── Exercise input
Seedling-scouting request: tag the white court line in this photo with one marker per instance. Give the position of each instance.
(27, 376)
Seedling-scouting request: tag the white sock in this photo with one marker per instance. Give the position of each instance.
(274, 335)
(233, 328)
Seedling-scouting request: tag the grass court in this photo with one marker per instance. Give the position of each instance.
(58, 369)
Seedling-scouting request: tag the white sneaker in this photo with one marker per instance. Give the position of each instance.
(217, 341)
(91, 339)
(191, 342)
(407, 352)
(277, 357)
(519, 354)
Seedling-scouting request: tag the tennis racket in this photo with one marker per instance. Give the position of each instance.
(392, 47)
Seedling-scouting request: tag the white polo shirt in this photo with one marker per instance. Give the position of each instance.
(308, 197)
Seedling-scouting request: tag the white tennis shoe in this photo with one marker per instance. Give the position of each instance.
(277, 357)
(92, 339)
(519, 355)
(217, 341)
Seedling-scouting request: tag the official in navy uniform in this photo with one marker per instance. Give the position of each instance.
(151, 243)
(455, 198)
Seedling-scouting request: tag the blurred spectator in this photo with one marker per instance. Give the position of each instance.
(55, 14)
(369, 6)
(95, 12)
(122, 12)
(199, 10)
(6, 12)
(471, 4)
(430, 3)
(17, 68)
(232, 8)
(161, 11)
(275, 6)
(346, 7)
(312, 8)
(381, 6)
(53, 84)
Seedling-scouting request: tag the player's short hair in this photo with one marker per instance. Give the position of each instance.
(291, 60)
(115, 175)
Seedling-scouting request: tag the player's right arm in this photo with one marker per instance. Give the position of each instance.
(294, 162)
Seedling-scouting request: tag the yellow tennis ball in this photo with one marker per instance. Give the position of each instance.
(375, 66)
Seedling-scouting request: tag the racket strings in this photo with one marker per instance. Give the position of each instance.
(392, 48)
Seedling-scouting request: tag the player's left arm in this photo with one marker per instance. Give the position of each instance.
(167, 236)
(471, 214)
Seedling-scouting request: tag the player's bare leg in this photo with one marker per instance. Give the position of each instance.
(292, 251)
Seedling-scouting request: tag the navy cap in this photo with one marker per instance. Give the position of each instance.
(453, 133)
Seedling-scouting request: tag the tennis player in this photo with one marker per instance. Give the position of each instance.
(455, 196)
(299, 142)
────
**Task details**
Rewrite all of the lines above, substituting "pin" for every occurrence of "marker" and leaving everything else unchanged.

**Output**
Seedling-scouting request: tag the white court line in this photo with one pin per instance. Give the position of each instance.
(27, 376)
Seedling-scouting request: tag the white sock in this photo with one pin per instance. Give the position of each instance.
(274, 335)
(233, 328)
Seedling-scouting request: tag the grass court in this photo with one pin per instance. Give the position of each instance.
(58, 369)
Seedling-scouting request: tag the white sneaker in this photo with one pin per instance. Give the position of each instance.
(217, 341)
(91, 339)
(191, 342)
(407, 352)
(277, 357)
(519, 354)
Seedling-scouting request: tag the tennis racket in this photo with one pin per instance. Give the position of each instance.
(392, 47)
Seedling-scouting request: tag the white polo shirt in this photo with one pin per instance. Give the position of each instance.
(308, 197)
Seedling-scouting request: tag the white tennis shoe in this photo with one pin per instance. Give the position of each instance.
(277, 357)
(92, 339)
(519, 355)
(217, 341)
Seedling-scouting request: tag the official in navy uniform in this photo with one pin per instance. Give the position of each instance.
(151, 243)
(455, 198)
Seedling-scouting request: tag the blurred spectator in this photo with one pin per instance. Give the position of each instance.
(55, 14)
(369, 6)
(95, 12)
(122, 12)
(199, 10)
(6, 12)
(471, 4)
(430, 3)
(17, 68)
(232, 8)
(161, 11)
(275, 6)
(346, 7)
(312, 8)
(381, 6)
(53, 84)
Seedling-scouting request: tag the player's short hair in this photo with one pin per instance. Give the position of each instance.
(291, 60)
(115, 175)
Seedling-scouting request: tag the player's right arm in this photo with one pin per instance. Give the position of each instance.
(294, 162)
Seedling-scouting request: tag the yellow tennis ball in this photo with one pin per instance. Give the position of each instance.
(375, 66)
Seedling-scouting request: tag the racket strings in this photo with one pin per instance. Give the position of each instance.
(392, 48)
Seedling-scouting request: tag the player's left arm in this photo with one pin per instance. Give the position of each instance.
(167, 236)
(471, 214)
Seedling-scouting request: tag the player's bare leg in this photo with one pin per instance. Give the position of each instance.
(292, 251)
Seedling-scouting request: tag the navy cap in this photo with one pin per instance. Give the position of each instance.
(453, 133)
Seedling-scouting request: tag the tennis player in this photo with one pin per instance. Give the position of each instance.
(455, 196)
(299, 142)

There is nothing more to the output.